═══ Trecho da página

Do mesmo modo, depois da abertura do terceiro selo, o terceiro animal, o homem, pede e o cavalo preto vem. A este é dada a permissão para atacar as colheitas da primavera (trigo e cevada), mas não as do outono (azeite e vinho). O seu poder, como o do cavaleiro vermelho, é igualmente limitado. Todavia, a cor preta e a balança são símbolos da morte provocada pela fome, que chega em decorrência da guerra e da destruição das plantações.

Outro detalhe do mesmo quadro de Benjamin West.

══════

=== Requisitos do exercício ===
1: No trecho sobre o terceiro selo, qual é a causa da fome simbolizada pela cor preta e pela balança?
2: Por favor, dê sequência ao trecho sobre o terceiro selo a partir do ponto em que ele termina.

═══ Dados de origem

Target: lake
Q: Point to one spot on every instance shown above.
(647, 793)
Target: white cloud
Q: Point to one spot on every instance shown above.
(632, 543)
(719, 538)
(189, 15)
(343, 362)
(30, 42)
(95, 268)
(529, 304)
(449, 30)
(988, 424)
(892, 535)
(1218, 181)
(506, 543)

══════

=== Respostas por tarefa ===
1: Essa fome chega em decorrência da guerra e da destruição das plantações.

2:
O último animal, a águia, acompanha a abertura do quarto selo e a vinda do cavalo verde. “O seu cavaleiro era chamado ‘a morte’, e o ‘Hades’ o acompanhava”, diz o texto do Apocalipse. A cor verde é a dos cadáveres em decomposição, dos milhares de mortos, “a quarta parte da terra”, conta São João, “pela espada, pela fome e pela peste”. Com essas figuras, o Apóstolo retoma os três flagelos contra a humanidade rebelde, que a Sagrada Escritura geralmente menciona em diferentes passagens (cf. Lv 26, 23–29; Dt 32, 24s; Ez 5, 17; 6, 11–12; 7, 15; 12, 16).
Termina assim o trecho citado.